*** Excerpt to read ***

693 F. Supp. 1460

In re FRANK B. HALL & CO., INC., Securities Litigation.

No. 86 Civ. 2698 (CLB).

United States District Court, S.D. New York.

Aug. 1, 1988.

*1461Sol Schreiber, Edward Labaton, Milberg, Weiss, Bershad, Specthrie & Lerach, New York City, David H. Weinstein, Kohn, Sa-vett, Klein & Graf, Philadelphia, Pa., for plaintiff.

Joshua Rabinowitz, Paul, Weiss, Rifkind, Wharton & Garrison, New York City, for defendants all except Touche Ross.

Mark Davidson, Harold Langsam, Richard Goldstein, Shea & Gould, New York City, for defendant Touche Ross.

MEMORANDUM AND ORDER

BRIEANT, Chief Judge.

By motion argued on March 16,1988 and fully submitted on July 2, defendant Touche Ross, and Co. (“Touche Ross”), a certified public accounting firm, renews its motions to dismiss the second amended complaint (“the complaint”) in this class action arising under §§ 10(b) and 20 of the Securities Exchange Act of 1934, 15 U.S.C. §§ 78j(b), 78t, Rule 10b-5 of the Securities and Exchange Commission (“SEC”) promulgated thereunder, and New York common law1. Touche Ross moves under Rule 9(b), Fed.R.Civ.P., alleging that fraud has not been pleaded with sufficient particularity, and under Rule 12(b)(6), Fed.R.Civ.P., for failure to state a claim, and relies on the consequent lack of pendent subject *1462matter jurisdiction to warrant dismissal of the state law claim if either motion disposes of the federal claim.

*** The data ***

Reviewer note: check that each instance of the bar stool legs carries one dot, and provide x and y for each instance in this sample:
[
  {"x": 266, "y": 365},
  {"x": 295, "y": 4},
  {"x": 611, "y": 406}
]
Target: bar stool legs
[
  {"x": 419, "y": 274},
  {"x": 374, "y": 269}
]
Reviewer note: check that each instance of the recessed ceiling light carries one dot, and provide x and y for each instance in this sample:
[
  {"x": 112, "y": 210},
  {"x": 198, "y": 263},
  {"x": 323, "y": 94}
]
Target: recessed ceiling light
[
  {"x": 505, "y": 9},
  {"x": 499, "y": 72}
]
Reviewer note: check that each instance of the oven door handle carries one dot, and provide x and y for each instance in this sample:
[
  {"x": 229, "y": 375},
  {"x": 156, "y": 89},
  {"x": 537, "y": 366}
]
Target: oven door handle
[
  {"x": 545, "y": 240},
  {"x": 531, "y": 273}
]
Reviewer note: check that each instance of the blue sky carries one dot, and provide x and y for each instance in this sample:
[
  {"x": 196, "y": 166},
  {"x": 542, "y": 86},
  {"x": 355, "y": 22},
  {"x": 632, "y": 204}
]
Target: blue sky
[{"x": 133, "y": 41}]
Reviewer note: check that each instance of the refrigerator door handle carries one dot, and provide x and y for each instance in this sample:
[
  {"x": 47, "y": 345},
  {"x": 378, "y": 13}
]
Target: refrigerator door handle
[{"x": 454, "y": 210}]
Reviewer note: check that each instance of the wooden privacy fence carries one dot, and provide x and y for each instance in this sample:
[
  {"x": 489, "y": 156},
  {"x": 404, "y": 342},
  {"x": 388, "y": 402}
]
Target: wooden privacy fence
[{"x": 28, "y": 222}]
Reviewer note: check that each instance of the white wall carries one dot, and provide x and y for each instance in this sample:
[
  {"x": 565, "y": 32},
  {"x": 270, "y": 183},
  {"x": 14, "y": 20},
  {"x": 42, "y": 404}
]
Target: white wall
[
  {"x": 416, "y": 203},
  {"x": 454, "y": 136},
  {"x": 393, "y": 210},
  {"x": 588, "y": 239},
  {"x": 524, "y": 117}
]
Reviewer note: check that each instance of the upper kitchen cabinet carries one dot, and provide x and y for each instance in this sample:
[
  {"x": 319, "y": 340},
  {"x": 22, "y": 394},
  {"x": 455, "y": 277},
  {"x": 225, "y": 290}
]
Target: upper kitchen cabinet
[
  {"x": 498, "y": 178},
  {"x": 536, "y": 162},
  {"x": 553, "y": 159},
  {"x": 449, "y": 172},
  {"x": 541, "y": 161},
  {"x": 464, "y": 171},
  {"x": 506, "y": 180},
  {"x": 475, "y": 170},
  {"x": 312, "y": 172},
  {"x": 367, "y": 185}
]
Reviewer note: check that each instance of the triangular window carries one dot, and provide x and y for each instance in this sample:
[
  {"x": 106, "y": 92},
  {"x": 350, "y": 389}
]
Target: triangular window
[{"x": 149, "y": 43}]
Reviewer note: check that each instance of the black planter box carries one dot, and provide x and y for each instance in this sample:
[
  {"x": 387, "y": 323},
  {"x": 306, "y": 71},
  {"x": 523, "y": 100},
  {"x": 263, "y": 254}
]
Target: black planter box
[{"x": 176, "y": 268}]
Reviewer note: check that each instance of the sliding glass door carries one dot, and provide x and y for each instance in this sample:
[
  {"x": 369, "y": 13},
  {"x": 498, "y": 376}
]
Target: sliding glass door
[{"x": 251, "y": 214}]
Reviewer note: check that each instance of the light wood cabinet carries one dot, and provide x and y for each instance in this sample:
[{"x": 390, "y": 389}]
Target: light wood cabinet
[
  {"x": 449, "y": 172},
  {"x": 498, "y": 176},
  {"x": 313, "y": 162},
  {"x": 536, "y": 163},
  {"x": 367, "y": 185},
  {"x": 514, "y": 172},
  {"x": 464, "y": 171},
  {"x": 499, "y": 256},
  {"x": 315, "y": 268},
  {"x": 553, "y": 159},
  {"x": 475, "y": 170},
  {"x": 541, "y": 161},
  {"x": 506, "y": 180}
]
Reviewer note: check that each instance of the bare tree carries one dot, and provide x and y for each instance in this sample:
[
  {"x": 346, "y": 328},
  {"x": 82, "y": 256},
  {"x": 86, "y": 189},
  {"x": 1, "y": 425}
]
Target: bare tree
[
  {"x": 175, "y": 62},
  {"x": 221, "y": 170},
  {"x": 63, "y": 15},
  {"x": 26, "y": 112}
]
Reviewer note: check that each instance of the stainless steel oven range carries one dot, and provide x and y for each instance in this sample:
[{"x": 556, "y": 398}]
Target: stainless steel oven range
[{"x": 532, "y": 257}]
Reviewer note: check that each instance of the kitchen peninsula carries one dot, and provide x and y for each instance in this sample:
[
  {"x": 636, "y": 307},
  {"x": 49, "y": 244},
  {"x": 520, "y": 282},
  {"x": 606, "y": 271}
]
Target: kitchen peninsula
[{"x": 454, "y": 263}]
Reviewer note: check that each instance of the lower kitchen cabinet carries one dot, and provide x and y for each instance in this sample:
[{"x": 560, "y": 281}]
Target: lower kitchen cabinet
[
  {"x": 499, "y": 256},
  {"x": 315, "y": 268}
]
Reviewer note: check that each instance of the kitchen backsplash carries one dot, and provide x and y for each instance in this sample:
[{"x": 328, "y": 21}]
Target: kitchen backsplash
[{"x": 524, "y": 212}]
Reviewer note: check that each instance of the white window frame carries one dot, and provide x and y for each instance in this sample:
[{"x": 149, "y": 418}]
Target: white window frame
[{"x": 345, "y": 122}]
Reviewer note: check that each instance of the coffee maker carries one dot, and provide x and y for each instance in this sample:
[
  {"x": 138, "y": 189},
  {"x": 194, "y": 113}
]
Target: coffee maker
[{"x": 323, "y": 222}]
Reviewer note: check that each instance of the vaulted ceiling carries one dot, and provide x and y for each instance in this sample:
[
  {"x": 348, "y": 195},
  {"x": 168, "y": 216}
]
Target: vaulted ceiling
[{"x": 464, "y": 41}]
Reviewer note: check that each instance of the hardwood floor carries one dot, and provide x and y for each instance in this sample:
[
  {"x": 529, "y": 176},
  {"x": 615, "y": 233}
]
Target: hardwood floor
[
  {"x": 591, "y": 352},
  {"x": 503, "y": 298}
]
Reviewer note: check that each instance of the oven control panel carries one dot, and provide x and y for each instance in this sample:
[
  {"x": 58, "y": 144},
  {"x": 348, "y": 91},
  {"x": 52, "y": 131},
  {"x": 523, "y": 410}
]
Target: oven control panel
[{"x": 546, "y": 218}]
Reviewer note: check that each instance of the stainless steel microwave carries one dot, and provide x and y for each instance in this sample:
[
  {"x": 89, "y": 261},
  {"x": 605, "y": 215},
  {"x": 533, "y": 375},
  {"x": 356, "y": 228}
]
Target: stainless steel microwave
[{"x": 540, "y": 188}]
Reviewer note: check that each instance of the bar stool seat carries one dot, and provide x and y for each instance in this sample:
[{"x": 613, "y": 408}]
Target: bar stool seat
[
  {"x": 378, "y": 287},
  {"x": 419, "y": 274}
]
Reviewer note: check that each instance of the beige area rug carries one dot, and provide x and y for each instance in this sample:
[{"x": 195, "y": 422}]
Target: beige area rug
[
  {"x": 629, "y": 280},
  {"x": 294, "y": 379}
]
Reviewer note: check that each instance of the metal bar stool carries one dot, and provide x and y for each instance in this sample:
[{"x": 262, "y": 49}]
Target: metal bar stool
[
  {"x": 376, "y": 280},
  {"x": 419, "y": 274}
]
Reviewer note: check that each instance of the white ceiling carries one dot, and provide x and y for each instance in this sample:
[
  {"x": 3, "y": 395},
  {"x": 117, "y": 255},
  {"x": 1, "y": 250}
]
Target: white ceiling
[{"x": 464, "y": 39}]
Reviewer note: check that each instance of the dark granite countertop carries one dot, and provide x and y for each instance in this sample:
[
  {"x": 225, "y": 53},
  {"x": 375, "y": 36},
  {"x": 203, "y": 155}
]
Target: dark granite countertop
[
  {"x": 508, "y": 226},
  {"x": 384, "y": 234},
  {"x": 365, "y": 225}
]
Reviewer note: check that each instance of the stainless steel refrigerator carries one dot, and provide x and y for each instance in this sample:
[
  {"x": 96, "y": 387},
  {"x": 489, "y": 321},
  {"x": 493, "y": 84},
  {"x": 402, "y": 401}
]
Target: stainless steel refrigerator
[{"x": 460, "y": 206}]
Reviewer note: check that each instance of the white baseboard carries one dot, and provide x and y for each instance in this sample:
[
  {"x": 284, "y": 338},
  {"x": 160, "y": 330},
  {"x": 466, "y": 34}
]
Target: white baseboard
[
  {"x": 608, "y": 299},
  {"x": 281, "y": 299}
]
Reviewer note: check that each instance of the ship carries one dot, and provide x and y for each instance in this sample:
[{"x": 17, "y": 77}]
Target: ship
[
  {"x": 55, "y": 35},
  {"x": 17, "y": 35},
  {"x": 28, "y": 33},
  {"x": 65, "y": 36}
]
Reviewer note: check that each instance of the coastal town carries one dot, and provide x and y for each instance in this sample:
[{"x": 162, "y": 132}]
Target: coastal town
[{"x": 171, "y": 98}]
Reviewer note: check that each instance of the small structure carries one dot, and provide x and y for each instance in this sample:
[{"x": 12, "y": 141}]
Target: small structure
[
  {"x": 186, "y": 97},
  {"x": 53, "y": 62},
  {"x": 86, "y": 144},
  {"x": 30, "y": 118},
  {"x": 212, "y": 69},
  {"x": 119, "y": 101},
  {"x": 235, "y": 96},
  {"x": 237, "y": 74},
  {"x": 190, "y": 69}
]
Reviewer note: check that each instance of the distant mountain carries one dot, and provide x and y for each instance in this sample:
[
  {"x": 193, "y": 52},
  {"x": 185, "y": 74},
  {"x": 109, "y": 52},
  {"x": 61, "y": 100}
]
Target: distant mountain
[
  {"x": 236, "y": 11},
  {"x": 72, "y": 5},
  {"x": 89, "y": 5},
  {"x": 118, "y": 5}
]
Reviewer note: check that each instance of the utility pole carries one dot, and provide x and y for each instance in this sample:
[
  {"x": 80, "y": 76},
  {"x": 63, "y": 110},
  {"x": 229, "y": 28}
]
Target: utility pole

***

Instructions
a) Answer each question using the securities litigation memorandum, one answer per line, marked (i), (ii), (iii) to match.
(i) Which court issued the memorandum?
(ii) Which law firm appeared for defendant Touche Ross?
(iii) On what date was Touche Ross's motion argued?
b) In the records, extract the lines from the one containing "Reviewer note: check that each instance of the utility" through the last line of the records, including both of those lines, and reproduce them verbatim.
The securities litigation memorandum and the records are separate, unrelated material.

Task answers
a)
(i) United States District Court, S.D. New York
(ii) Shea & Gould
(iii) March 16, 1988

b)
Reviewer note: check that each instance of the utility pole carries one dot, and provide x and y for each instance in this sample:
[
  {"x": 80, "y": 76},
  {"x": 63, "y": 110},
  {"x": 229, "y": 28}
]
Target: utility pole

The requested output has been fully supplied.